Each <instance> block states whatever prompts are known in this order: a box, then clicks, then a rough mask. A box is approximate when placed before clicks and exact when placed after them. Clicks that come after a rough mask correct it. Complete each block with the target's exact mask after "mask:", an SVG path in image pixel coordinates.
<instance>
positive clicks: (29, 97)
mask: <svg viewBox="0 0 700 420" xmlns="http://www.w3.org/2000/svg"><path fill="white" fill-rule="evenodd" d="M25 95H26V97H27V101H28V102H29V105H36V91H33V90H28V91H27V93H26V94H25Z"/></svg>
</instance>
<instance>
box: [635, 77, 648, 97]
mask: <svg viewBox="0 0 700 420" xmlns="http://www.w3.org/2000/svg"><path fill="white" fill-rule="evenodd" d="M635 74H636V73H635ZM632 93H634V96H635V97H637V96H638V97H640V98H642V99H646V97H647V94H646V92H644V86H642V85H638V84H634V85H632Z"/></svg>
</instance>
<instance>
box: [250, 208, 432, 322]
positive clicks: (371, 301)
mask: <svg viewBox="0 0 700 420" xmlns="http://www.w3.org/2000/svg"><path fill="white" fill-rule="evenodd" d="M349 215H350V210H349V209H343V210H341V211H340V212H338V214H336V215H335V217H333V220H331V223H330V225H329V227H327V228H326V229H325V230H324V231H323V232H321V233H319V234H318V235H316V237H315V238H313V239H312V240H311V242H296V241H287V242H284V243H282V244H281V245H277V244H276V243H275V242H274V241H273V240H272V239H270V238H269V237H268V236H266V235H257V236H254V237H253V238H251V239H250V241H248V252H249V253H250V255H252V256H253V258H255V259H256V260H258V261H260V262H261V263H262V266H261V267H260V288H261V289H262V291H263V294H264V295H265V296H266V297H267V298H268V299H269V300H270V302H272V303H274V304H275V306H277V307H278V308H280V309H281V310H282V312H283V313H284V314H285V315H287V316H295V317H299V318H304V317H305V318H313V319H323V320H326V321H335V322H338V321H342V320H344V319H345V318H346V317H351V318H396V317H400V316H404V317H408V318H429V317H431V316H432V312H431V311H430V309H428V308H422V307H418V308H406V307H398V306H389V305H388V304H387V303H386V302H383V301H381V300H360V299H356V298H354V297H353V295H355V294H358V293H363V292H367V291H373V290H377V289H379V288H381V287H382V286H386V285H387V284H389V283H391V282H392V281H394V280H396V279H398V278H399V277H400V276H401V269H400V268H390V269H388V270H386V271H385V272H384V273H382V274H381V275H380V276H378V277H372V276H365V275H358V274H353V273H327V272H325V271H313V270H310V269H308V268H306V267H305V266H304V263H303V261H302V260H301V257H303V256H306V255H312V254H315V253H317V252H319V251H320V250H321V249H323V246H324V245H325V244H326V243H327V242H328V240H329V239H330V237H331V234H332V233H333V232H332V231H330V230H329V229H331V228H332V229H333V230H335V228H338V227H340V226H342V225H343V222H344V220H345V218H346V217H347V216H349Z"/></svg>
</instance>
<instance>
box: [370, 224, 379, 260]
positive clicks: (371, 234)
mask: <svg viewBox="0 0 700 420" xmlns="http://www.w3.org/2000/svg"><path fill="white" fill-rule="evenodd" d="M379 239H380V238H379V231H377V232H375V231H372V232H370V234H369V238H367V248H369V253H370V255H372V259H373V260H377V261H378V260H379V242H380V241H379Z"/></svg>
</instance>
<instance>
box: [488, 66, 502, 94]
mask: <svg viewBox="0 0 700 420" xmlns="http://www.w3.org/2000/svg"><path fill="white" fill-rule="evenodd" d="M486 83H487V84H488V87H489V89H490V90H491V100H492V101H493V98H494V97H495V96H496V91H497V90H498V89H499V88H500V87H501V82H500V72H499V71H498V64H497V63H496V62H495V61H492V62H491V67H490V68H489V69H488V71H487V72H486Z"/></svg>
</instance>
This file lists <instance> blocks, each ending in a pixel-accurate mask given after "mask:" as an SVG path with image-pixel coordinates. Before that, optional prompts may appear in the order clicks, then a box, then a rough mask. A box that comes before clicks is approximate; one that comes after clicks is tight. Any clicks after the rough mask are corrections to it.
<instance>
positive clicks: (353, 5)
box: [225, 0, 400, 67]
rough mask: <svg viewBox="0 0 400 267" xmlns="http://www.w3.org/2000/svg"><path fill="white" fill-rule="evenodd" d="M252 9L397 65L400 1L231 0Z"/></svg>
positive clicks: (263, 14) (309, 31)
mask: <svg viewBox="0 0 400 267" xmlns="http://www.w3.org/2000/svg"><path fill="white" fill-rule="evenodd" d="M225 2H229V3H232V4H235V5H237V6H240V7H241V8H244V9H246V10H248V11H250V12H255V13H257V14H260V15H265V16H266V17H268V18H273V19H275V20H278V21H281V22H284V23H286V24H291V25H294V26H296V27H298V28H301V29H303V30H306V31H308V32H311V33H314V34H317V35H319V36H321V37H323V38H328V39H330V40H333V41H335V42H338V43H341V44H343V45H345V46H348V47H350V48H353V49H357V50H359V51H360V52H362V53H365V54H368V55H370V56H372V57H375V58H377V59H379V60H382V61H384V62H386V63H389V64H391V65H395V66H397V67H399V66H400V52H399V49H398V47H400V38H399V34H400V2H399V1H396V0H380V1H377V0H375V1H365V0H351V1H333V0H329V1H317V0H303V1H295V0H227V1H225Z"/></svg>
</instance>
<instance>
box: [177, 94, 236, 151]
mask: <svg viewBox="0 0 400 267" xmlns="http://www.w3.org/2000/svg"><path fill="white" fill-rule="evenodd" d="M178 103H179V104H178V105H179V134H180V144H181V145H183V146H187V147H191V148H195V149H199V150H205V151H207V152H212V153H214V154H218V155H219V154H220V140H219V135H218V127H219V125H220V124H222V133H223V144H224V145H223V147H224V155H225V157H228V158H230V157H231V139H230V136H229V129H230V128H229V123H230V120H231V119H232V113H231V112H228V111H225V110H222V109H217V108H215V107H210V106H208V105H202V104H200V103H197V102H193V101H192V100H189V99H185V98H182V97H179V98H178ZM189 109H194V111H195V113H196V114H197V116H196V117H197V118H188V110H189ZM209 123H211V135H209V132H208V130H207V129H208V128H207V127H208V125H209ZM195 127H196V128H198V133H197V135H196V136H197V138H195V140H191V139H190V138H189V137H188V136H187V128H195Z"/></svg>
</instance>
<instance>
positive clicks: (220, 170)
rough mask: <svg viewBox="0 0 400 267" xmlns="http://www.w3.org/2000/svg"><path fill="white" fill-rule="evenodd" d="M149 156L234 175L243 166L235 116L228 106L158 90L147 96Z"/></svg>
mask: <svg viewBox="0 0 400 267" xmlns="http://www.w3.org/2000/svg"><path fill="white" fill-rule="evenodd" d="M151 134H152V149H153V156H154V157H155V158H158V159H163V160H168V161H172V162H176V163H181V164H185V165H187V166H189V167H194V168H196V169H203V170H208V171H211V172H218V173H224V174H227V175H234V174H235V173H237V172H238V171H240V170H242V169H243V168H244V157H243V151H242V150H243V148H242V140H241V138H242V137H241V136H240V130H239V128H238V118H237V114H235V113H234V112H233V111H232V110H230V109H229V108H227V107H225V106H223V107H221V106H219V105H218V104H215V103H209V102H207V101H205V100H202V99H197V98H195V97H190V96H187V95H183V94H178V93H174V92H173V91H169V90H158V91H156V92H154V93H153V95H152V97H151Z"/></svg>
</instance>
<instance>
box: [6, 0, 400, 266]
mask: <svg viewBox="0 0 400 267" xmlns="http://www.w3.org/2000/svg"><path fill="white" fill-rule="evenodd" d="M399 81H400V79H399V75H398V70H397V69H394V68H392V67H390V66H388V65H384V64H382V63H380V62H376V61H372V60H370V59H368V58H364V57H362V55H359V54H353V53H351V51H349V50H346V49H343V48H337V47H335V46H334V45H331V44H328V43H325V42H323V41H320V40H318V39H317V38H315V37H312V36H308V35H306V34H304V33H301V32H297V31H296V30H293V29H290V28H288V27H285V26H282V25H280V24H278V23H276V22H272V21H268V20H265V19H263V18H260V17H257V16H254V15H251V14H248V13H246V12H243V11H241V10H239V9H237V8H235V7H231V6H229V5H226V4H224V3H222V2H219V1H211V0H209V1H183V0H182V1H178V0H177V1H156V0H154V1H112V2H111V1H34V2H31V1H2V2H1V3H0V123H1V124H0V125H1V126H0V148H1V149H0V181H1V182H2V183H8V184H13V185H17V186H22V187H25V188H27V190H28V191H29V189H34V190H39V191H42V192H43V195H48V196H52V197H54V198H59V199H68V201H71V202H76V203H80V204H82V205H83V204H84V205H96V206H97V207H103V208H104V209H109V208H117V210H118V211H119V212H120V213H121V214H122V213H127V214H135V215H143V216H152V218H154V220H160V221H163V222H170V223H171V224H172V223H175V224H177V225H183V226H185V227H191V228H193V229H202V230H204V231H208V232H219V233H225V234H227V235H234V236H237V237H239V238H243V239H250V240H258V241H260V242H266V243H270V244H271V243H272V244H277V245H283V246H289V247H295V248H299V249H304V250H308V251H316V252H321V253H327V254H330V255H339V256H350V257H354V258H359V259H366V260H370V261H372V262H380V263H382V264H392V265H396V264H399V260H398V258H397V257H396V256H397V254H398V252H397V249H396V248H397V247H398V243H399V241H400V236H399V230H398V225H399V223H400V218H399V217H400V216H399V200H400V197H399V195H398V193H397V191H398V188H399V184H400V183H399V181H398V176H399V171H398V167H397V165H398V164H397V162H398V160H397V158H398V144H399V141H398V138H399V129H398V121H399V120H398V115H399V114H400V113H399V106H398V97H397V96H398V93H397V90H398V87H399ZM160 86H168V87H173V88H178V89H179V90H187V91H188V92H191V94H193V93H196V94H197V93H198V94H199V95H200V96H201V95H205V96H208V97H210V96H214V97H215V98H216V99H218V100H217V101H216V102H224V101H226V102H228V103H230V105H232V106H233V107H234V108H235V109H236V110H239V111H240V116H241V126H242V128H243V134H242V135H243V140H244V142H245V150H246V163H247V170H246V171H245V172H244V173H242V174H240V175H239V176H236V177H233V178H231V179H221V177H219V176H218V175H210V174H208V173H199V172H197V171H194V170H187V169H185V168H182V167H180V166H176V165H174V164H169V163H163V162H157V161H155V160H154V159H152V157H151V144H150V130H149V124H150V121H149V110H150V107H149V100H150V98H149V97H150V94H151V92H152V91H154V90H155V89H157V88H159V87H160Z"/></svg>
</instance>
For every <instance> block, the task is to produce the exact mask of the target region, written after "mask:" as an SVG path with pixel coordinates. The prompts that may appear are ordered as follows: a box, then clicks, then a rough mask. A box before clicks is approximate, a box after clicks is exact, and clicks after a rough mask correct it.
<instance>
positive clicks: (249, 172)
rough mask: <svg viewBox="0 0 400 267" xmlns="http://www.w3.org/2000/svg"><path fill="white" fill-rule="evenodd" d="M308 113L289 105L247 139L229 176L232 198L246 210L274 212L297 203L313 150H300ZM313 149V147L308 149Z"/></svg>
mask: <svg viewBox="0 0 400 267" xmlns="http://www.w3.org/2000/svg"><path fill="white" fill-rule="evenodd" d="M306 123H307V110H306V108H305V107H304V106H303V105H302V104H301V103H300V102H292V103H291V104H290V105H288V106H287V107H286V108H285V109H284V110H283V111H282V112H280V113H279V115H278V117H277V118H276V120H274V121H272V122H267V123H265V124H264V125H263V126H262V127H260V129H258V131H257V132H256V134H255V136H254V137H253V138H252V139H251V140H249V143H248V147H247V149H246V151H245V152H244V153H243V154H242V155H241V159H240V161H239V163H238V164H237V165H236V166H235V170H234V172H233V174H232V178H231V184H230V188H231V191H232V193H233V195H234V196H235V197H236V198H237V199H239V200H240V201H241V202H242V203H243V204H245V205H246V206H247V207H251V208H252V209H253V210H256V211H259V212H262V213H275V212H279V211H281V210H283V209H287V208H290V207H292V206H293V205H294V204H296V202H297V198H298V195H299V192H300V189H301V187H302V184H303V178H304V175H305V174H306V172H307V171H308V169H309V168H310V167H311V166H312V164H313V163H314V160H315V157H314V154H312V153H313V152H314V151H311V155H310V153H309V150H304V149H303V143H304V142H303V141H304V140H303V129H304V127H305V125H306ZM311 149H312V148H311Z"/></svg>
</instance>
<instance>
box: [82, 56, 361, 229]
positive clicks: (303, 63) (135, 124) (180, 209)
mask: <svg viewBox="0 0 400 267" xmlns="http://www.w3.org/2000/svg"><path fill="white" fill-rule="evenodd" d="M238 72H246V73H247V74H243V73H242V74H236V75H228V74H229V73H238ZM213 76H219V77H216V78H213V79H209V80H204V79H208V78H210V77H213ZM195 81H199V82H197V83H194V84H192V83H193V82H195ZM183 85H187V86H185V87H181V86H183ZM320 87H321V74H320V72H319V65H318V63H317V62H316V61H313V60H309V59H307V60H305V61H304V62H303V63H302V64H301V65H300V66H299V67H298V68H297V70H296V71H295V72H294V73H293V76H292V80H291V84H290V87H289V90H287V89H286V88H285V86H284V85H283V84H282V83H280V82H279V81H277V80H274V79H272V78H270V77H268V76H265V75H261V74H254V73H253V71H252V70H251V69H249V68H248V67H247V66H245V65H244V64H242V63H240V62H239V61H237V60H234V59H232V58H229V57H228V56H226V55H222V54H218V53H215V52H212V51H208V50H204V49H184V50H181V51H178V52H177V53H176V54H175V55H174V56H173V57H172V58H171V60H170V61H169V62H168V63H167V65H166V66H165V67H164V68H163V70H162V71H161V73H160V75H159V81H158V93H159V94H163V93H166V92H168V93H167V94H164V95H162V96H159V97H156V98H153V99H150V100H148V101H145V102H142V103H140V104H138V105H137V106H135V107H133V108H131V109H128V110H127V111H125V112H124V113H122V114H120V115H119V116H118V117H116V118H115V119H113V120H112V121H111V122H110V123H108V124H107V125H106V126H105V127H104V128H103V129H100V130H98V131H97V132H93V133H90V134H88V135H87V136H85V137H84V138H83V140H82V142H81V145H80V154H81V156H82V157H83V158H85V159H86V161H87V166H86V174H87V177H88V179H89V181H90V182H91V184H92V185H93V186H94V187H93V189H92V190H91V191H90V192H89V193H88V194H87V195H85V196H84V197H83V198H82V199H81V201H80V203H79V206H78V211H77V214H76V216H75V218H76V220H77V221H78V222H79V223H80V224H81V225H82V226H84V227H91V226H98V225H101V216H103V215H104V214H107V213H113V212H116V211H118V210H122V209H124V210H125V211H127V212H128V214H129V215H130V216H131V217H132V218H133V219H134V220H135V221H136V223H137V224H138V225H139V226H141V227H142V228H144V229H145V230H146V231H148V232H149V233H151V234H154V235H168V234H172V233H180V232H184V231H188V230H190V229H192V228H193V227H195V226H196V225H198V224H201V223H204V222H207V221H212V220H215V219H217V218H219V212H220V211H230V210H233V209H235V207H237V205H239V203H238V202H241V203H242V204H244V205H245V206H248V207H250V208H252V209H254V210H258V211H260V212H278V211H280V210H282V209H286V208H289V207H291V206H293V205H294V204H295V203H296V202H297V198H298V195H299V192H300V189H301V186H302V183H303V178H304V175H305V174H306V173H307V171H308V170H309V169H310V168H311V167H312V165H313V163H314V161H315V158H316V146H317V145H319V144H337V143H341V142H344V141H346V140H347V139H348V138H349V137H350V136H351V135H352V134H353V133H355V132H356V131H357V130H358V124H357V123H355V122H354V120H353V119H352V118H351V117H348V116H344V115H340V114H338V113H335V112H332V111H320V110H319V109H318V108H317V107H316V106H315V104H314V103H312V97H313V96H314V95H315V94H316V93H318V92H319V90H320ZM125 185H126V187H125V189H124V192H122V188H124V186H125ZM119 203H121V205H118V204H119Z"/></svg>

+--

== Your objective ==
Retype only the stretch of lines above starting at the one with "For every <instance>" and stopping at the one with "positive clicks: (249, 172)", exactly as written, with both kept.

== Written reply ==
For every <instance> block, the task is to produce the exact mask of the target region, written after "mask:" as an SVG path with pixel coordinates. The prompts that may appear are ordered as follows: a box, then clicks, then a rough mask. A box before clicks is approximate, a box after clicks is exact, and clicks after a rough mask correct it.
<instance>
positive clicks: (249, 172)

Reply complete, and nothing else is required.